Exile. Chapter 1

“No, not today. But thank you for the offer.”

Incredibly grateful for friends who haven’t given up on me, I am in month 17 of long days of protracted illness. The majority of the 12,200 plus hours I’ve spent guessing whether my biology will cooperate, allowing me a short outing, attendance to a neighborhood gathering, or strength enough to get to the doctor and back.

Going out, into public, takes guts when you are sick.

Despite well-wishers’ assurance that there is nothing to be ashamed of, I cannot help but replay the several public disasters I’ve experienced, forcing the world at large a glimpse of my messy infirmity. “It happens.” “It’s no big deal.” “Good for you for trying.”

On a good day, I’m crumpling onto public benches three times in two blocks, holding up others’ progress as I take several minutes to navigate my cramped body in and out of vehicles, tightening my death grip on the shopping cart at the pharmacy counter. I’m inconveniencing almost everyone I know and plenty of folks I don’t.

**TASK REQUIREMENTS**
Write out the whole "Exile. Chapter 1" text word for word, with no changes.

(Collected data)
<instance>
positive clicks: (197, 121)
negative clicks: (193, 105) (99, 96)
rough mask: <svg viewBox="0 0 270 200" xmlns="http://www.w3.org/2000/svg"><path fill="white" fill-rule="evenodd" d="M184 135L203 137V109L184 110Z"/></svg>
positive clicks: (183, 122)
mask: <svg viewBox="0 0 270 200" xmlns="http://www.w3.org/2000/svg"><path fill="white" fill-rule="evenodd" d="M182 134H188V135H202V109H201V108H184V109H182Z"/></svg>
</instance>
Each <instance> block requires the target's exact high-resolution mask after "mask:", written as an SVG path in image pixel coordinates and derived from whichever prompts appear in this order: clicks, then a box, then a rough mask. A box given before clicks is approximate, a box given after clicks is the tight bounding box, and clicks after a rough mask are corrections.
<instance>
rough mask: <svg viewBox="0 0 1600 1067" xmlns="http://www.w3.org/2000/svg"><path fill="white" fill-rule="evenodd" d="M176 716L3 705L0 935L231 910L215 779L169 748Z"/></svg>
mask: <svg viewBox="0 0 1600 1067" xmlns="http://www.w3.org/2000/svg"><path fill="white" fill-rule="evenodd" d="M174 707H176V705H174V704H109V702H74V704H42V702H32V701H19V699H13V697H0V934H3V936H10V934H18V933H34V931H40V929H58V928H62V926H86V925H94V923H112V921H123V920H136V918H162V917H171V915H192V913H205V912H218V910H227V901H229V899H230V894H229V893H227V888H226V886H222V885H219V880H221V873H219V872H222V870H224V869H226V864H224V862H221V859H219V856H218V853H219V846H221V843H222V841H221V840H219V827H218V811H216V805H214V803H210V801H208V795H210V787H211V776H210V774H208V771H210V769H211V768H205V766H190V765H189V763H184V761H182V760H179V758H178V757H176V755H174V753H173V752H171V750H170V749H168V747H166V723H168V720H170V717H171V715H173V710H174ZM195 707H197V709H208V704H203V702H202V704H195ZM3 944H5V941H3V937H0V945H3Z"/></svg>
--
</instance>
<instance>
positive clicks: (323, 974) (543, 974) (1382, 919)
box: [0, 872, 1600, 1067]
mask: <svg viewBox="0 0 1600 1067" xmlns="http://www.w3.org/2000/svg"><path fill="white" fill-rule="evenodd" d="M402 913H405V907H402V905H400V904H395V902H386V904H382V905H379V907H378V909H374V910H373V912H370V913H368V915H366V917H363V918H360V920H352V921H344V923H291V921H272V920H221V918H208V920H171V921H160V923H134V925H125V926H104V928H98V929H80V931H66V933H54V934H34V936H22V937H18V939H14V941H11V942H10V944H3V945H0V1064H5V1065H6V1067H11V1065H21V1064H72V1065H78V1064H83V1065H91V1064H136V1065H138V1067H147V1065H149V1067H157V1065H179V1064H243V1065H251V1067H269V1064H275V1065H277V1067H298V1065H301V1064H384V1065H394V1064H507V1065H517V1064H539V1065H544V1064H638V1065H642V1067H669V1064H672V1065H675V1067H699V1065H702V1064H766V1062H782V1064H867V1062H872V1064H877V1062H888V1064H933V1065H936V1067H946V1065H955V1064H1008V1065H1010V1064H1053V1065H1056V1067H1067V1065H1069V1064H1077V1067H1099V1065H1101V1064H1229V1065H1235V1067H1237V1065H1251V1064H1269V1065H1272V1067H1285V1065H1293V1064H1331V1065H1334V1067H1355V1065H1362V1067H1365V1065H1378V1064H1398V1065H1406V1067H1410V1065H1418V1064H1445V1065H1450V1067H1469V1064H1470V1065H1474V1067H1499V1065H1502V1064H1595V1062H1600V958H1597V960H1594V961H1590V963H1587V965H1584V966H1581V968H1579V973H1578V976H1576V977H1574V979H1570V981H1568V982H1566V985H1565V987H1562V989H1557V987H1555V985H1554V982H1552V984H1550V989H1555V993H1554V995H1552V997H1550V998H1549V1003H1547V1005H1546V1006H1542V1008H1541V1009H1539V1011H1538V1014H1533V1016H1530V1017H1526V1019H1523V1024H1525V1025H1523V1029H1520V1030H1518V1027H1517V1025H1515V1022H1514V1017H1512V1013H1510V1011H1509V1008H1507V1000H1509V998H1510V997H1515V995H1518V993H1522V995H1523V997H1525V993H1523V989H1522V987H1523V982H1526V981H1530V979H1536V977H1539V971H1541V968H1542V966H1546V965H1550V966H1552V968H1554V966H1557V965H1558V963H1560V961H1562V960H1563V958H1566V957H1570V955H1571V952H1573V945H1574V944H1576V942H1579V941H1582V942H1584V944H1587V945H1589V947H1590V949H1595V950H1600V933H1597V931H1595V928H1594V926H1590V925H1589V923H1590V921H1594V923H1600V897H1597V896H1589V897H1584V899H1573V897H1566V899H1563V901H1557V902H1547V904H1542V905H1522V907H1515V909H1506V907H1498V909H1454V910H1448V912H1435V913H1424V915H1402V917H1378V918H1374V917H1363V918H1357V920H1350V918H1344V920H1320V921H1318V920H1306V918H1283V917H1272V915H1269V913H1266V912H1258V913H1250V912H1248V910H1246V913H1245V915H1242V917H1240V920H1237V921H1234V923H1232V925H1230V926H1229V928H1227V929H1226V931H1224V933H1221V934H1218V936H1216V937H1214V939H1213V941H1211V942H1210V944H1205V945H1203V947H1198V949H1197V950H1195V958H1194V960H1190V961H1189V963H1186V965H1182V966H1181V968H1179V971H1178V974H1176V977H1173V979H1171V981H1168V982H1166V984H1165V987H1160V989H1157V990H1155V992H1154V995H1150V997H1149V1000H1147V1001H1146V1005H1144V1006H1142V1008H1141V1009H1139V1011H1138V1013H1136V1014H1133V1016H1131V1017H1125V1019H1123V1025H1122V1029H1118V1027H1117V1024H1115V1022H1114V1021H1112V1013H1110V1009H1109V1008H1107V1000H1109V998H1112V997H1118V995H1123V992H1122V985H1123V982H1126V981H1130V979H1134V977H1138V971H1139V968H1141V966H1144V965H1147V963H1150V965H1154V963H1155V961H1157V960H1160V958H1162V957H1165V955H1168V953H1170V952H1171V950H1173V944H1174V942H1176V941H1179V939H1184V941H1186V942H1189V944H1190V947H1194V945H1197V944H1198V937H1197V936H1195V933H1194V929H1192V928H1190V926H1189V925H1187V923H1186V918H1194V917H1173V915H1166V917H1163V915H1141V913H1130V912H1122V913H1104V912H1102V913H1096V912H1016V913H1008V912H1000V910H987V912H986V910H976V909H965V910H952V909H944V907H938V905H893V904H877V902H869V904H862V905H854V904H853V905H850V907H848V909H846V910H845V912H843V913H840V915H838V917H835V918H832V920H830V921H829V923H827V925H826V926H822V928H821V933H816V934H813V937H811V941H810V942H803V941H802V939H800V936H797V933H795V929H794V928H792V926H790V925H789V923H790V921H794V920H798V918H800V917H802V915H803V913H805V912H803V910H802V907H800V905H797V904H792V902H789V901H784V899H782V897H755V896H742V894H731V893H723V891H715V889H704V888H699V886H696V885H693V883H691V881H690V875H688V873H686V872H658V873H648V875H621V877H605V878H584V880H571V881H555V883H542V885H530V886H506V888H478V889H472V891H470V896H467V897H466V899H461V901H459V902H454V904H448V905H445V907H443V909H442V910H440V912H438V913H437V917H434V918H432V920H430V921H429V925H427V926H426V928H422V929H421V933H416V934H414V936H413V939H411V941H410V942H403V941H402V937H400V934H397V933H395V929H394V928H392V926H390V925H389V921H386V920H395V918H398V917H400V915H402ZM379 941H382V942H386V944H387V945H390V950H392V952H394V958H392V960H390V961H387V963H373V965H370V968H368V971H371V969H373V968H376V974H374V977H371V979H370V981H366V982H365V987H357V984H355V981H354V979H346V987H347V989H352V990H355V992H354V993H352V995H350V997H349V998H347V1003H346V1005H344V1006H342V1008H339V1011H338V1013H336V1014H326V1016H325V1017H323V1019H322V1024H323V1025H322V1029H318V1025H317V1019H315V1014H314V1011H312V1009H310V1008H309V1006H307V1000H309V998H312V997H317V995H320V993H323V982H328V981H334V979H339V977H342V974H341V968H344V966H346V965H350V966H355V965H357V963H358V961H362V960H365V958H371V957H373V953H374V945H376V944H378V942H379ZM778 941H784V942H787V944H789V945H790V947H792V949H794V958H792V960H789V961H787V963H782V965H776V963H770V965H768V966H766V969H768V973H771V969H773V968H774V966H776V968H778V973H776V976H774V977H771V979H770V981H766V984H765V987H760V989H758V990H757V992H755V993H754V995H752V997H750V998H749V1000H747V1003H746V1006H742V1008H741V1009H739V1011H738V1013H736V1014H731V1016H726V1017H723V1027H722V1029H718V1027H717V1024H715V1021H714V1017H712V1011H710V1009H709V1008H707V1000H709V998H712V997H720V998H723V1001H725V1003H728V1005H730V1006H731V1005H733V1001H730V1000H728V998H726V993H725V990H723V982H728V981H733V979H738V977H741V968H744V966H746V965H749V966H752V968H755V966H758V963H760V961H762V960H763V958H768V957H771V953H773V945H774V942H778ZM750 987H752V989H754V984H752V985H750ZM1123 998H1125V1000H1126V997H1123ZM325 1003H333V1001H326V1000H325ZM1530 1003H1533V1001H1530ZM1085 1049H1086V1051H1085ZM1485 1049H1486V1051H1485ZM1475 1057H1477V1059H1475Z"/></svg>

**OUTPUT FOR THIS TASK**
Exile. Chapter 1

“No, not today. But thank you for the offer.”

Incredibly grateful for friends who haven’t given up on me, I am in month 17 of long days of protracted illness. The majority of the 12,200 plus hours I’ve spent guessing whether my biology will cooperate, allowing me a short outing, attendance to a neighborhood gathering, or strength enough to get to the doctor and back.

Going out, into public, takes guts when you are sick.

Despite well-wishers’ assurance that there is nothing to be ashamed of, I cannot help but replay the several public disasters I’ve experienced, forcing the world at large a glimpse of my messy infirmity. “It happens.” “It’s no big deal.” “Good for you for trying.”

On a good day, I’m crumpling onto public benches three times in two blocks, holding up others’ progress as I take several minutes to navigate my cramped body in and out of vehicles, tightening my death grip on the shopping cart at the pharmacy counter. I’m inconveniencing almost everyone I know and plenty of folks I don’t.